**Task to carry out:** Among the records below, how many lines contain "exact"? State the number and nothing more.

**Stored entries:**
++++
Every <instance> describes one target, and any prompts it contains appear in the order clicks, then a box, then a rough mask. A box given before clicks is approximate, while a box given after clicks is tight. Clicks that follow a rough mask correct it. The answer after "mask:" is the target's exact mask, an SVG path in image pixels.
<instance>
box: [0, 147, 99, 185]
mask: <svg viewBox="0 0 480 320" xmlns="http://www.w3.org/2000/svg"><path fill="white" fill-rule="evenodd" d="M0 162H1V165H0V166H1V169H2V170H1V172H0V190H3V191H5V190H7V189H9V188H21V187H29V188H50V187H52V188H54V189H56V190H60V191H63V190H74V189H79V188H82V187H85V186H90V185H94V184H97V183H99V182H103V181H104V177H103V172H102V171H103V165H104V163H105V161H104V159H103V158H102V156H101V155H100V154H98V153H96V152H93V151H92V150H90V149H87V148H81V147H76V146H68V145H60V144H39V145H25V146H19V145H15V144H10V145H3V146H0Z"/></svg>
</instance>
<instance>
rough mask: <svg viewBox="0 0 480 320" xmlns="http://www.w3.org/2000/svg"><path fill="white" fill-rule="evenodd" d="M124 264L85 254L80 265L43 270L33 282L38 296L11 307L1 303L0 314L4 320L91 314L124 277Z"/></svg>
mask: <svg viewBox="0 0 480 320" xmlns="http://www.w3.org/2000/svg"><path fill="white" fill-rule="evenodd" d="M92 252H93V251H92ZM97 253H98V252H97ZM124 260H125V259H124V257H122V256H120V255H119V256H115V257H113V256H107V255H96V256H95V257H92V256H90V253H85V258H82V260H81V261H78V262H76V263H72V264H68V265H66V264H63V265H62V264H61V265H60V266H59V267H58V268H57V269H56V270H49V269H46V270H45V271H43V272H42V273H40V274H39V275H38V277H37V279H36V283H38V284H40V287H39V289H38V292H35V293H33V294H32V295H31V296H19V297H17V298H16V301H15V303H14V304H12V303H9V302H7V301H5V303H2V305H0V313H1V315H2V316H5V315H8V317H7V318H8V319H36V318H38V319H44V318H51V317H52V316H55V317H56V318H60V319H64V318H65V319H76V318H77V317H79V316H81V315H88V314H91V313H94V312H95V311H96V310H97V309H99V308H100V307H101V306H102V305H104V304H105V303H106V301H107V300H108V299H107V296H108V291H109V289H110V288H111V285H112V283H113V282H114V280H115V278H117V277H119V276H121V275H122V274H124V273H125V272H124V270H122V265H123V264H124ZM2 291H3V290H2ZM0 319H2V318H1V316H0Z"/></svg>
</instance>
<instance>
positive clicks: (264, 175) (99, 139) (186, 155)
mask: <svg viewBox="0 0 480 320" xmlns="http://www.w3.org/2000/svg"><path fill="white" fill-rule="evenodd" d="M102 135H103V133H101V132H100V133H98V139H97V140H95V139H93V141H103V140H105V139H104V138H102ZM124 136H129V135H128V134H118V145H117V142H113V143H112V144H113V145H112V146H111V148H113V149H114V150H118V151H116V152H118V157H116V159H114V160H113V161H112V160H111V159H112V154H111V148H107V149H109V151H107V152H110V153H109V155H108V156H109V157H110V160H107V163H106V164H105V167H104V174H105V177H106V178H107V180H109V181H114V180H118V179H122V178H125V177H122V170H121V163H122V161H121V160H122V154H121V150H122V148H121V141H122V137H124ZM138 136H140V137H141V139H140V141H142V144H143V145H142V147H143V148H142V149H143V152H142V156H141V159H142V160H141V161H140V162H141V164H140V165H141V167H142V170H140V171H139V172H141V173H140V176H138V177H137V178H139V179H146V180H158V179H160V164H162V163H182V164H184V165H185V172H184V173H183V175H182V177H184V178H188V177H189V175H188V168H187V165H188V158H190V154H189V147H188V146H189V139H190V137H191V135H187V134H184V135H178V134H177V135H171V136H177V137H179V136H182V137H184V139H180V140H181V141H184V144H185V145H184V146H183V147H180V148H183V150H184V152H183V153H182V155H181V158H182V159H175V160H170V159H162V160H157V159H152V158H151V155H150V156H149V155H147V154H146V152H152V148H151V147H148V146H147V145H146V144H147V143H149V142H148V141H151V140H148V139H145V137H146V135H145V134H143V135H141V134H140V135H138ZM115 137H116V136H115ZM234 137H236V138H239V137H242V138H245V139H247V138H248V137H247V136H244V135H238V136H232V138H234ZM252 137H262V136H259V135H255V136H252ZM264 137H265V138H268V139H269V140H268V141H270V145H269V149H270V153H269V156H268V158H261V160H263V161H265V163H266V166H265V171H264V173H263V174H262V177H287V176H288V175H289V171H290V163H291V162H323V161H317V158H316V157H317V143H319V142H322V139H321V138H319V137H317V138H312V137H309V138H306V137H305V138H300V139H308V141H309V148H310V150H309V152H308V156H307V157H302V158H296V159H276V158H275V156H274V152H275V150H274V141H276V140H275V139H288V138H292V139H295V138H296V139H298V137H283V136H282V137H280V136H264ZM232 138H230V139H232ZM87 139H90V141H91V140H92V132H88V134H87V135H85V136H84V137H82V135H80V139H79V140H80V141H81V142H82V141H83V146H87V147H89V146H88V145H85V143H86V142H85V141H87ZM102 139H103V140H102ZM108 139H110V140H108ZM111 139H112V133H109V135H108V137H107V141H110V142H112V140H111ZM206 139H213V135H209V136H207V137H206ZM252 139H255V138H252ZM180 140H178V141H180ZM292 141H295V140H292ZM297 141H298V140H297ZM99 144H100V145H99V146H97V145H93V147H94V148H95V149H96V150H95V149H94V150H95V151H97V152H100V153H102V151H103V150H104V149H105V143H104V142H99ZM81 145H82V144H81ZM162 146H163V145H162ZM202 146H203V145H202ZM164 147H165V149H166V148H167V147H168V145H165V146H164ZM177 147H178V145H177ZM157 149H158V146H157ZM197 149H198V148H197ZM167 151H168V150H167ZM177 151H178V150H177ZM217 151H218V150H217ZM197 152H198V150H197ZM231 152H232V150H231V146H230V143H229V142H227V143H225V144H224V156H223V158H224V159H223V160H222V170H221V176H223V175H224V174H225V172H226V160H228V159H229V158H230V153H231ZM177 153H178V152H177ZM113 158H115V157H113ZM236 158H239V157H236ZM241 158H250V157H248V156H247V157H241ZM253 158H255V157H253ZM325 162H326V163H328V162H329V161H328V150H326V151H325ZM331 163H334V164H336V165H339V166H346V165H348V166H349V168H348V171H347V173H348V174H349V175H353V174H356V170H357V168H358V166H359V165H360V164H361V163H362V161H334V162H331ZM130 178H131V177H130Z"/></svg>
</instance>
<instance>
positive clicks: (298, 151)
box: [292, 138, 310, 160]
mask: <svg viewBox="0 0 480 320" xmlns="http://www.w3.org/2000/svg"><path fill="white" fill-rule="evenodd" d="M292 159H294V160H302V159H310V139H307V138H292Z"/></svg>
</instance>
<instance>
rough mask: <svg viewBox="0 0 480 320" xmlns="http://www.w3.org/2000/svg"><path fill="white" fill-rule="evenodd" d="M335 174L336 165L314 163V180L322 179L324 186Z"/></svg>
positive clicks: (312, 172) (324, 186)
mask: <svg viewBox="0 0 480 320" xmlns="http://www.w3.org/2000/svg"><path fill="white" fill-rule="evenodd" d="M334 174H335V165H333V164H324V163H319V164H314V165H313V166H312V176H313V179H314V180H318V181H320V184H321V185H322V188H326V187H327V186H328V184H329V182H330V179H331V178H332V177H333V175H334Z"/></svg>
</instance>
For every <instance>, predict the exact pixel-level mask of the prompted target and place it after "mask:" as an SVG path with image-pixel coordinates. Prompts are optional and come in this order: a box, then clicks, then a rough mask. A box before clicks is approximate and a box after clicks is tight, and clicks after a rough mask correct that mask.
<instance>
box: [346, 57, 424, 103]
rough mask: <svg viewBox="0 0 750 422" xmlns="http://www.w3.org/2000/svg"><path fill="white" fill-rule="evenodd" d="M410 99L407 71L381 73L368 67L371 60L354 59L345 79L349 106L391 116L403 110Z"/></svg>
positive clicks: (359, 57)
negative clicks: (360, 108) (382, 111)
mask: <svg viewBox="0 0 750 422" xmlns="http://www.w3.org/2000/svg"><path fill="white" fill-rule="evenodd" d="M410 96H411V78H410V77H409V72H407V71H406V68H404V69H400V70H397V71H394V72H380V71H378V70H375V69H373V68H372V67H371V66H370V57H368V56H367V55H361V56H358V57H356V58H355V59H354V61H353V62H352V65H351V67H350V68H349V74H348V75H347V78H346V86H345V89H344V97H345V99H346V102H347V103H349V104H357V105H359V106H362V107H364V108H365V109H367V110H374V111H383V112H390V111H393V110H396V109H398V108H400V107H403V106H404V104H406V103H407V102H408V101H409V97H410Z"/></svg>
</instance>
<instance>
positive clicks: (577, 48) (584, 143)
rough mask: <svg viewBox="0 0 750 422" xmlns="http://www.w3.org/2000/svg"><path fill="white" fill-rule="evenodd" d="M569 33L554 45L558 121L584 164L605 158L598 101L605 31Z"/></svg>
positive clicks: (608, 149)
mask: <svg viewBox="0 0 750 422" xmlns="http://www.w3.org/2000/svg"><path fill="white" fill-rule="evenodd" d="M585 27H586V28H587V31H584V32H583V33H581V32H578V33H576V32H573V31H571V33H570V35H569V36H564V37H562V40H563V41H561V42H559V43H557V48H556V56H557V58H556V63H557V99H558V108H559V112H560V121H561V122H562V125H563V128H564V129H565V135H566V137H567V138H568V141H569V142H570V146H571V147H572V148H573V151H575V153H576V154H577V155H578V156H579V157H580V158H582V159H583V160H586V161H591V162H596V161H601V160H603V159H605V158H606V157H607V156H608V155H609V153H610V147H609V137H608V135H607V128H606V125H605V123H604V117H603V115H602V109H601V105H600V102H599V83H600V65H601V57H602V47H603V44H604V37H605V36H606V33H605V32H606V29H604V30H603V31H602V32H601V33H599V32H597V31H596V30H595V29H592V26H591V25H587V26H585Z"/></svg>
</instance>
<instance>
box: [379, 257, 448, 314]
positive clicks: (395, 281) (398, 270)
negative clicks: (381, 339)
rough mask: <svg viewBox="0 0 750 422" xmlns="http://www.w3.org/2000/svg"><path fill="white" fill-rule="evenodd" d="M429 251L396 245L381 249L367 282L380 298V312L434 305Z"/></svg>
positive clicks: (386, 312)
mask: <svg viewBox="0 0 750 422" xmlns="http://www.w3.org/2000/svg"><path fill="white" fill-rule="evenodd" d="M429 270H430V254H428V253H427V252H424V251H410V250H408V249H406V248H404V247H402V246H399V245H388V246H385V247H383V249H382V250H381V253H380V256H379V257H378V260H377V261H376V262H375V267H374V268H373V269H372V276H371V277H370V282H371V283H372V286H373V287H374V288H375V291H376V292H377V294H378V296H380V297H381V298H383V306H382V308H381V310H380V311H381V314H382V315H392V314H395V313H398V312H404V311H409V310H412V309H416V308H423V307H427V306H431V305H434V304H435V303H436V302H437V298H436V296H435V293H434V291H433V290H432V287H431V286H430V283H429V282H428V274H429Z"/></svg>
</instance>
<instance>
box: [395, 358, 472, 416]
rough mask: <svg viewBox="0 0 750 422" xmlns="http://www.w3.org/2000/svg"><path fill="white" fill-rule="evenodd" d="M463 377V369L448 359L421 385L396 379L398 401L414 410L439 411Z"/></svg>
++++
**Exercise response:** 2